◆ **Texto de lectura**:
※

La Jornada Semanal, 28 de junio de 1998


Mariapía Lamberti

ensayo

El poeta y el compromiso social

La maestra Mariapía Lamberti nos habla, con su constante claridad, del Leopardi pensador, del ``caos escrito'' del ``Zilbaldone'' y de los ordenados Pensamientos. Todo esto nos permite acercarnos a la obra de uno de los más grandes filósofos de todos los tiempos.

Giacomo Leopardi, el poeta cuyo segundo centenario se celebra en Italia y en el mundo, que los italianos consideran la máxima gloria de su literatura después de Dante, en el transcurso de su breve vida (1798-1837) dejó una obra amplísima, que comprende sustancialmente las dos vertientes del ensayo y la poesía, dos aspectos de la producción literaria que se encuentran a menudo procediendo a la par en los poetas más comprometidos con sus tiempos, desde el mismo Dante Alighieri hasta Octavio Paz. La producción reflexiva en prosa comprende, además de los tratados juveniles rebosantes de erudición (Ensayo sobre los errores populares de los antiguos, Historia de la astronomía, y otros tantos, tanto en italiano como en latín, sobre temas de arqueología literaria y filosófica), un volumen de apuntes y reflexiones redactados durante toda la vida, a partir de los 14 años, que alcanza casi las cinco mil páginas, y sus célebres Prosas morales, diálogos al estilo del griego Luciano, que recapitulan sus reflexiones sobre la infelicidad del hombre y la vanidad de la vida con lúcida ironía e irrebatible consecuencialidad. De las reflexiones caóticas y los apuntes sobre los más diversos temas (el llamado Zilbaldone, nombre equivalente a ``miscelánea'', o, como pretendía el poeta, a ``caos escrito'') ha derivado una sola breve sistematización, un florilegio que el mismo poeta tituló, en forma también genérica, Pensamientos. La producción poética, a su vez, gigantesca entre obras propias y traducciones de los clásicos, se concentra en la selección de sus Cantos, colección de treinta y cuatro poemas de extensión variable desde los 15 hasta los 317 versos. El poeta mismo cuidó en vida repetidas ediciones (1831, 1835, a las cuales hay que agregar la póstuma de 1845) en las cuales iban aumentando los poemas, y en ellos se iban perfilando subdivisiones y bloques entre los que se reconoce una consciente evolución ideológica y formal.

En toda esta obra no hay un pensamiento político preciso; es más, Leopardi proclamaba su desinterés y sobre todo su absoluta desconfianza hacia las ideas de progreso político, civil, social, tan debatidas en sus tiempos. Su obra, y principalmente su poesía, desprenden sin embargo un aliento heroico que ha servido de aliciente a sus inmediatos sucesores, los artífices de la unidad e independencia italiana; e incitan a una actitud profundamente moral en el compromiso con la historia, entendida como campo de reflexión y magistra vitae, tanto como realidad presente y arena de virtudes cívicas. Su voz nos sigue llegando como una eterna propuesta de restablecer el lazo, irremediablemente roto por Machiavelli, entre moral y política.

※

◆ **Fragmento de un conjunto de datos**:
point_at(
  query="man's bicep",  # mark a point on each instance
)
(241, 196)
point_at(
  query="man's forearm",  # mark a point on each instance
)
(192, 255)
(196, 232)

※

◆ **Tus tareas**:
1. Cita del texto sobre Leopardi el fragmento que comienza con "El poeta y el" y continúa hasta "todos los tiempos.".
2. Según el texto sobre Leopardi, ¿cuántos poemas reúne la colección de sus Cantos?
Los registros no intervienen en esto.

◆ **Respuestas**:
1.
El poeta y el compromiso social

La maestra Mariapía Lamberti nos habla, con su constante claridad, del Leopardi pensador, del ``caos escrito'' del ``Zilbaldone'' y de los ordenados Pensamientos. Todo esto nos permite acercarnos a la obra de uno de los más grandes filósofos de todos los tiempos.

2. Treinta y cuatro.